• _Records provided_:
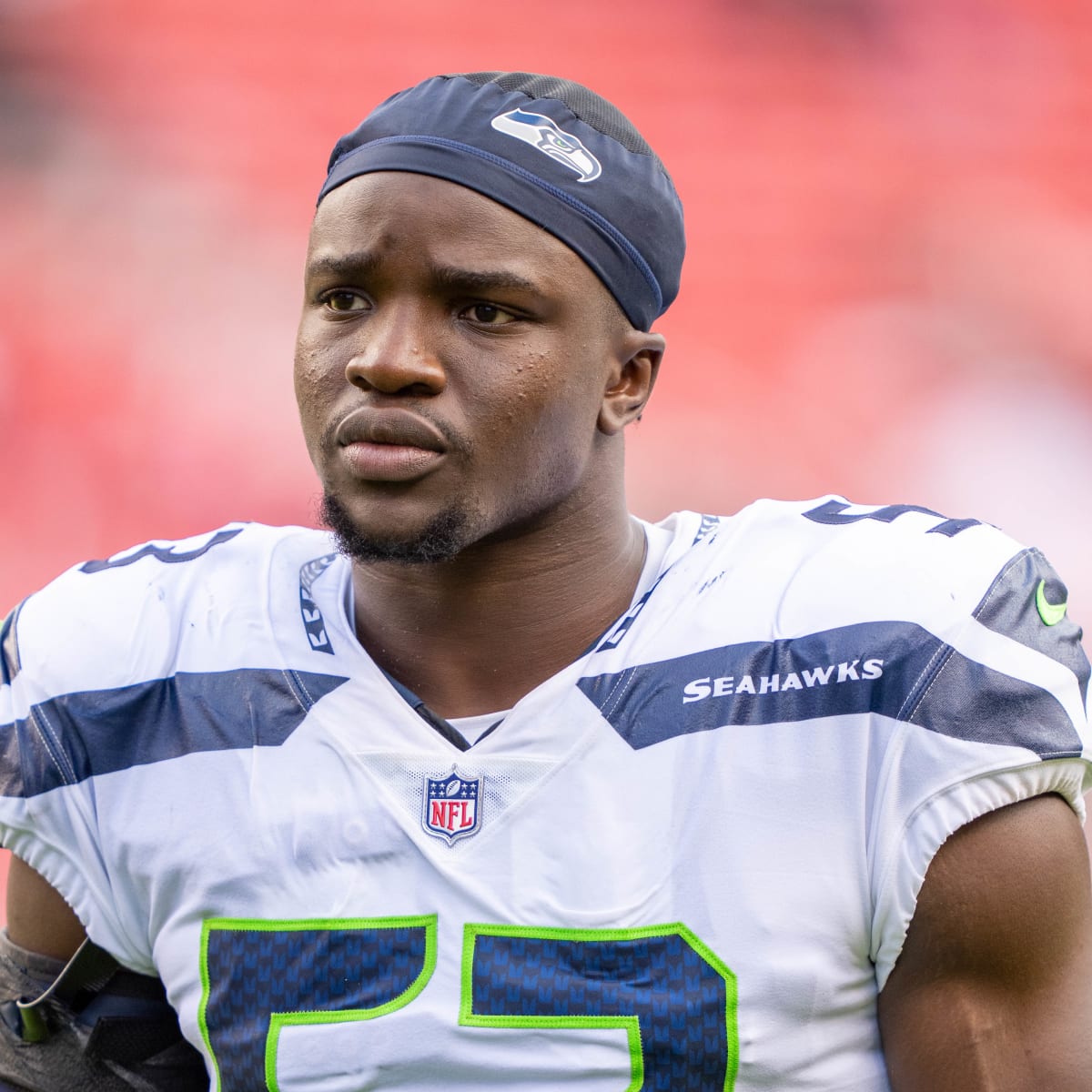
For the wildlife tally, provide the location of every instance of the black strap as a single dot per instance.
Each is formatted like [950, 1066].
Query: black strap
[83, 976]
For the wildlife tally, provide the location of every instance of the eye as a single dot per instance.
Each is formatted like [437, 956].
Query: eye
[489, 315]
[342, 299]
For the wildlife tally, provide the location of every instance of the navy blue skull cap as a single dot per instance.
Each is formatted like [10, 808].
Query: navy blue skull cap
[551, 151]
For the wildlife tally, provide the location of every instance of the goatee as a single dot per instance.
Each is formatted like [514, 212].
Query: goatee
[440, 541]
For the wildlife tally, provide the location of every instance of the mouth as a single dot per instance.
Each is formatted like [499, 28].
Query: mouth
[389, 445]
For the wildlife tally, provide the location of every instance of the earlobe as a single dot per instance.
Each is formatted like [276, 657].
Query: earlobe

• _Task to carry out_: Repeat the data exactly as written, but without the pictures.

• _Problem solution_:
For the wildlife tally, provide the location of every instance of the black strap as a single dot per instance.
Each is formatted like [950, 1066].
Query: black strap
[83, 976]
For the wildlife tally, provide the location of every instance of the eye as a single dot per instance.
Each is formatted like [437, 956].
Query: eye
[489, 315]
[342, 299]
For the wildlife tally, provide the location of every instance of the navy blue skull cap as a single dot per instance.
Each is formatted like [10, 808].
Query: navy blue skull cap
[551, 151]
For the wildlife tally, provide the location of every instance of the goatee as a single dot per instance.
Each is formatted like [514, 212].
Query: goatee
[440, 541]
For the wildlife tally, provide the location of every instance of the mouth as a single dot per instance.
Each is formatted like [499, 28].
Query: mouth
[389, 445]
For the wildlife tally, provide the location of every instance of the earlobe as a single dot per instance.
Each is formatted like [276, 657].
Query: earlobe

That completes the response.